> _INSTRUCTION_
Please reproduce each of the following lines word for word, omitting the pictures.
++++ MATERIAL TO PROCESS
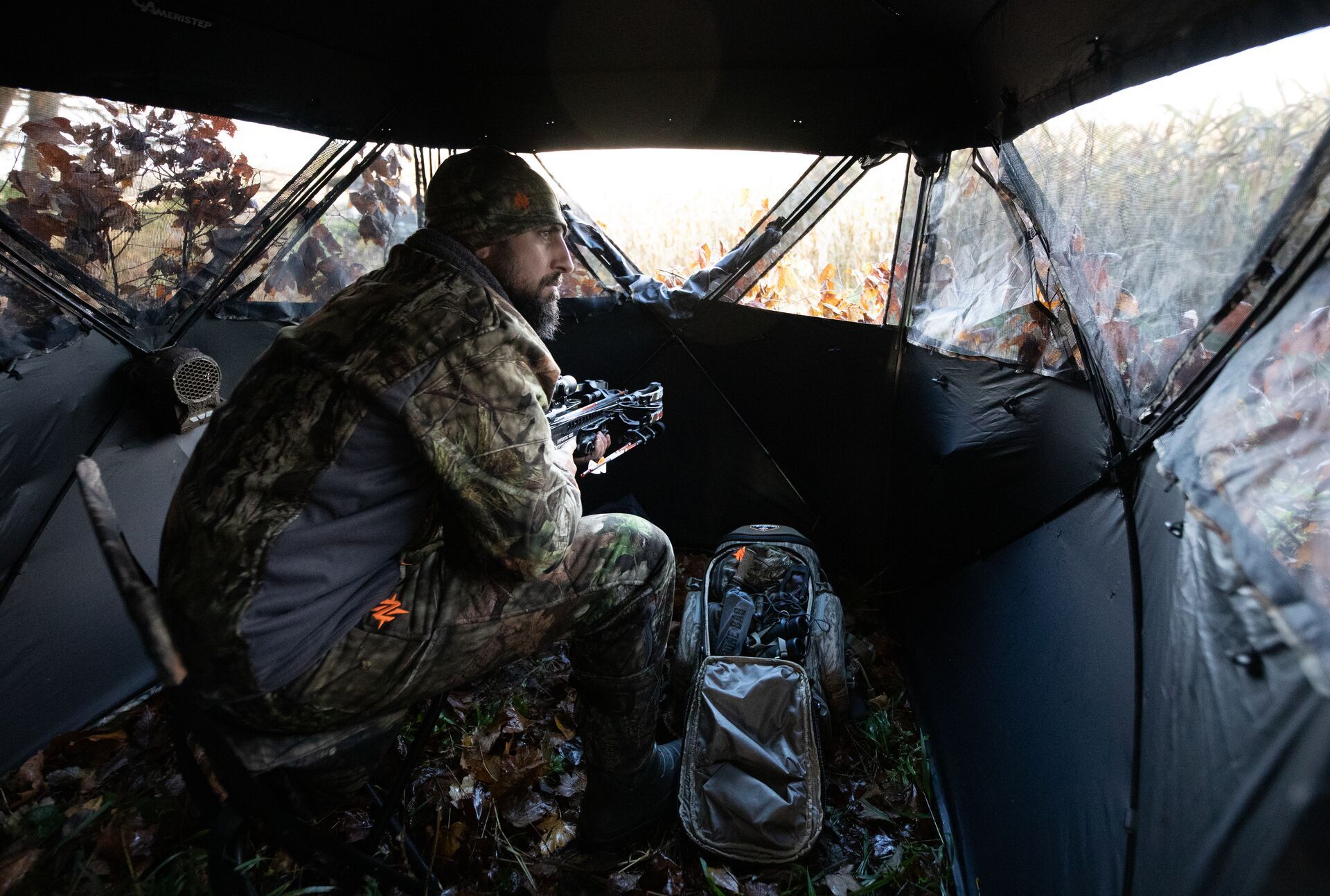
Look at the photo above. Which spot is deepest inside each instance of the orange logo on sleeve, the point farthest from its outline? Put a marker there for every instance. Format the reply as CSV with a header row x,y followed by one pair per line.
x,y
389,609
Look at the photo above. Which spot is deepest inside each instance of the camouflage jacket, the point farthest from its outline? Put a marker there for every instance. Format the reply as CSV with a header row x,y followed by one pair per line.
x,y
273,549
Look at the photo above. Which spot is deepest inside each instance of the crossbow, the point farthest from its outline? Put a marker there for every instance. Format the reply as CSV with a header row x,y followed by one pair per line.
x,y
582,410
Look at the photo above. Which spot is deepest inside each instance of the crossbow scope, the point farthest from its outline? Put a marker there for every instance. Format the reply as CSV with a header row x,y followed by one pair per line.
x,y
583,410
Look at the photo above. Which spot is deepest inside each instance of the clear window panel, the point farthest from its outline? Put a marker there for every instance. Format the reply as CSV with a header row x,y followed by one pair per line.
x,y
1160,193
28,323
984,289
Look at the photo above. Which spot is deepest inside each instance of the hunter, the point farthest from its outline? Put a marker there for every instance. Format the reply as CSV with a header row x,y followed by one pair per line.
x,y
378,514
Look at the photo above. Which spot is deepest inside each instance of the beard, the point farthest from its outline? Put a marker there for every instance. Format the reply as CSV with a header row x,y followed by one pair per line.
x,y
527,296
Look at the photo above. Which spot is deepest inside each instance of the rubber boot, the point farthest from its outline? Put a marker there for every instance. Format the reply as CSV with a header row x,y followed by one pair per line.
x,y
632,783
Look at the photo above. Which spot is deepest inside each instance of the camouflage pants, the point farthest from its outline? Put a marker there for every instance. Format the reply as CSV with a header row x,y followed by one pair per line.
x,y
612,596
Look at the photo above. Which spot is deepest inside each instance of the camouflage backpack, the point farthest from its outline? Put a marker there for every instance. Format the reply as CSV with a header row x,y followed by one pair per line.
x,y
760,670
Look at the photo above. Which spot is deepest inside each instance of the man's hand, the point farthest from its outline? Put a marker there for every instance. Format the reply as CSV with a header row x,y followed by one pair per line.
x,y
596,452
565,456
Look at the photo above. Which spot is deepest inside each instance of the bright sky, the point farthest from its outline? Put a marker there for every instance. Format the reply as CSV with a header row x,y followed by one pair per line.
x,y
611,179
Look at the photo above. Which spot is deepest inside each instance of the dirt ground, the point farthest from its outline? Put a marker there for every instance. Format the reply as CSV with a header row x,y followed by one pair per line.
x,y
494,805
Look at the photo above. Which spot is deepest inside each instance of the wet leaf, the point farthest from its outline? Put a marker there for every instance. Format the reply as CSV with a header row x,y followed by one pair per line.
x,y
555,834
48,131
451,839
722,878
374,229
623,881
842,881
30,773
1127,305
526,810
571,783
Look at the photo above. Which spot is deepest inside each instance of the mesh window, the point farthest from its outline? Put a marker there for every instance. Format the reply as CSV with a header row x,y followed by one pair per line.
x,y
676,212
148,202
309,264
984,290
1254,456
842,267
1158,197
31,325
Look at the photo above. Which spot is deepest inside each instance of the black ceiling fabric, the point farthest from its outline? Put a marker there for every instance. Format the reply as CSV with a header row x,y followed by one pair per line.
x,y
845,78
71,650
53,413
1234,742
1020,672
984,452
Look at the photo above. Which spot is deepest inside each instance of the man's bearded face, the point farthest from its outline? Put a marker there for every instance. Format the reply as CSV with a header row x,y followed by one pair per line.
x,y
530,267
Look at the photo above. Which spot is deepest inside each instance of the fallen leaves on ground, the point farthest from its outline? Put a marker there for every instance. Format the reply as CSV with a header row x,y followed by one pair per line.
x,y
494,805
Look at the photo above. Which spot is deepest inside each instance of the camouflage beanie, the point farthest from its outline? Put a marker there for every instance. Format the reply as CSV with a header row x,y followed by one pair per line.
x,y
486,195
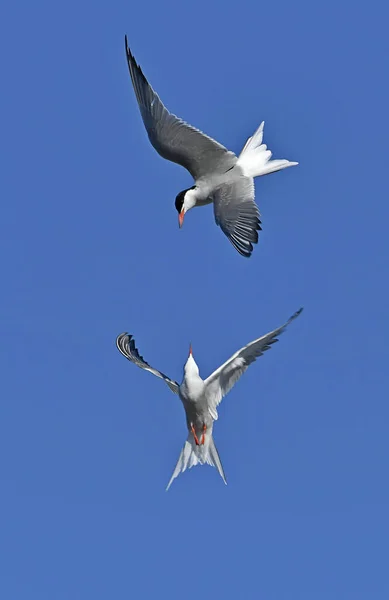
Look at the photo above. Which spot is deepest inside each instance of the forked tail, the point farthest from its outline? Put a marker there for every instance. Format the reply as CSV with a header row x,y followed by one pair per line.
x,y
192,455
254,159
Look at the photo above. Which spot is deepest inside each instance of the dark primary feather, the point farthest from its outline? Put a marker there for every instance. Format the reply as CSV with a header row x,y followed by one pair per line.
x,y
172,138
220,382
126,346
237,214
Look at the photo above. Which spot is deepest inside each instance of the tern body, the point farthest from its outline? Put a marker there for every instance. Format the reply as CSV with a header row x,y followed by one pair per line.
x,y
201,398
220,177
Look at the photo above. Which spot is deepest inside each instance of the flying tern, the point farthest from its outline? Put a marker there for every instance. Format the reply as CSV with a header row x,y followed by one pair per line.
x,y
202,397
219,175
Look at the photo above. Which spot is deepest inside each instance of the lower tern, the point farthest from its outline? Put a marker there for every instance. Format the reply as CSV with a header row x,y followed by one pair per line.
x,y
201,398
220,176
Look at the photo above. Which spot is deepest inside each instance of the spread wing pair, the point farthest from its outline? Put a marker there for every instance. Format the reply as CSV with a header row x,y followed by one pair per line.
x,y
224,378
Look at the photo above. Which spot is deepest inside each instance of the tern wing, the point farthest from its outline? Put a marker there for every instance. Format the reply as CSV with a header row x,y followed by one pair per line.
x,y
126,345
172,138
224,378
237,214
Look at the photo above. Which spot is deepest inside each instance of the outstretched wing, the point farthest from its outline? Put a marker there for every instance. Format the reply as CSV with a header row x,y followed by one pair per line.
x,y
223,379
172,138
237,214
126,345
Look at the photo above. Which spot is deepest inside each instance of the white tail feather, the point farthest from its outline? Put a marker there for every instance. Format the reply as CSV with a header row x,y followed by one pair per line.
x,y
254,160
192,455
++++++++
> _RESPONSE TO THE EXERCISE_
Look at the photo above. Which spot is deepest inside each instance of the orange logo on sleeve, the point farthest from its outline? Put a marker there for every instance. Format the reply as CSV with a header row x,y followed by one pair per line.
x,y
389,609
Look at the photo above. Which spot is deepest inside each instance of the camouflage jacket, the point farthest from its outline? Put a marker there for every instance. Format the reply as CSV with a header row x,y followed by one pair per line.
x,y
273,549
Look at the photo above. Which spot is deepest inside each instance of the crossbow, the point farthest from its outline? Put a marker there for every instance. Format the reply as CSV with a header row x,y followed by one pair per line.
x,y
582,410
Look at the photo above. Which spot is deepest inside each instance of the crossbow scope, the point farthest from its outline? Put a marker there for every instance. Format the reply as CSV with a header row x,y followed by one pair per line.
x,y
583,410
Look at the photo above. Which spot is deepest inside each instance of the clear window panel, the point farthest from its outline? Put a marker there for every instance. Format the reply as CSV with a header row x,y followed by one pair per line.
x,y
1160,193
28,323
984,289
Look at the photo above. Which spot is deepest inside each instance of the hunter, the point farthest from its outline? Put a marker there for every instance. Format the reply as CSV with a header row x,y followed by one pair per line.
x,y
378,514
Look at the photo above. Which spot is deepest inside each instance of the beard, the point farthest from its outline? Put a marker there for every instance. Format the reply as CSV with a header row x,y followed by one pair per line.
x,y
527,296
Look at the photo above. Which spot is deepest inside each instance of the rubber boot, the point farthest from its outline? Put a marker there for every instance. Format the reply as CSV with a header row x,y followed by one pair per line.
x,y
632,783
Look at the photo above. Which spot is deepest inside each instance of the camouflage pants, the point farthest from its outline? Put a marker there for every instance. Format the reply as CSV with a header row x,y followed by one pair per line.
x,y
612,596
Look at the photo above. Which spot is deepest inside each instance of the camouflage backpack, the point farthest from its outline? Put a marker there for every instance. Format the reply as CSV with a header row x,y followed by one pair per line.
x,y
760,670
Look at the photo above. Which spot is deepest inside each instance of the man's hand, the point farthest from its outline? Put a marker there for every instance. Format the reply as CSV with a header row x,y followed by one pair per line.
x,y
596,452
565,456
Look at the photo above. Which spot is deepest inside each instance of the bright sky, the point farthest from its outline? Put a marker there for every instance. Format the reply as CSV with a header row x,y followed by one pair per line.
x,y
611,179
Look at the photo above. Which spot is deepest inside each instance of the dirt ground, the point farthest from its outline? Put a marker there for every instance. Format the reply as CSV with a header row x,y followed by one pair per line.
x,y
494,805
Look at the photo above. Which spot is deepest inside each instance of the wet leaf, the point farthest from its outline? Put a marker there for every instance. Format the reply as CSV with a header row x,y followed by one pair per line.
x,y
555,834
48,131
451,839
722,878
374,229
623,881
842,881
30,773
1127,305
526,810
571,783
Look at the photo above. Which spot is deepest inside each instance of the mesh window, the point farthest from its outline? Put a marker there for every instance. Format the reply as CSV with a header row x,y followed by one pair per line.
x,y
676,212
148,202
309,264
984,290
1254,456
842,267
1158,197
31,325
Look at the photo above. Which spot is deepest inside each instance of the black ceiling fabric, the point farthest from its outline? Put a marker there for every instance. Format the reply as CSV with a header row x,y followed by one pair per line.
x,y
845,78
71,650
53,413
1234,742
1020,672
984,452
Look at the photo above. Which spot is deepest inside each instance of the man's bearded face, the point farthest from its outline? Put a marker there for every instance. Format the reply as CSV with a header row x,y followed by one pair per line.
x,y
530,267
Look at the photo above. Which spot is deepest inside each instance of the fallen leaves on ground, the point farthest from its outline? Put a marker there for every instance. Format the reply as CSV with a header row x,y followed by one pair per line.
x,y
494,805
Look at the photo above. Which spot is deepest inside each instance of the camouflage beanie, the point farthest from its outline? Put a marker there for every instance. Format the reply as CSV with a header row x,y followed by one pair per line.
x,y
486,195
Look at the photo above. Which spot is deepest inside each instance of the forked tail, the point farthest from its outline? Put a marker there for every instance. Format the reply as CSV with a header row x,y followed by one pair per line.
x,y
192,455
254,159
Look at the photo above. Which spot is deepest inside each instance of the dark primary feather, the point farthest from its outline? Put a marker there for every instance. Format the reply as CSV with a header row x,y followed by one pair per line.
x,y
172,138
220,382
126,346
237,214
Look at the photo above. Which spot is deepest inside each instance of the tern body, the point farthest from its outline? Put a marker there for every instance. Format the reply as CSV with a header row x,y followed by one pair per line.
x,y
201,398
220,177
Look at the photo above. Which spot is deepest inside each instance of the flying tern, the point farthest from its outline? Put a marker there for every instance. Format the reply as CSV with a header row x,y followed by one pair per line.
x,y
202,397
219,175
Look at the photo above. Which spot is deepest inside each instance of the lower tern, the point farthest from its outline? Put a marker there for every instance. Format the reply as CSV with a header row x,y followed by one pair per line.
x,y
201,398
220,176
Look at the photo above. Which spot is deepest inside each instance of the spread wing pair, the point farthest from its outline? Put a marker there for every instance. Format the reply as CSV with a header row x,y followed by one pair per line.
x,y
224,378
Look at the photo above. Which spot is deepest inside each instance of the tern wing, the point farthest from its outline? Put a marker there for every instance. Format the reply as CSV with a header row x,y followed by one pair per line.
x,y
126,345
172,138
224,378
237,214
Look at the photo above. Which spot is deepest inside each instance of the outstretched wing, the point farthest from its outline? Put a marker there for every instance. Format the reply as CSV with a header row x,y followed by one pair per line.
x,y
223,379
172,138
237,214
126,345
Look at the photo above. Which spot is deepest inside each instance of the white tail feather, the point farthest from its outline? Put a marker there for every instance. Format the reply as CSV with a header row x,y followed by one pair per line.
x,y
254,160
192,455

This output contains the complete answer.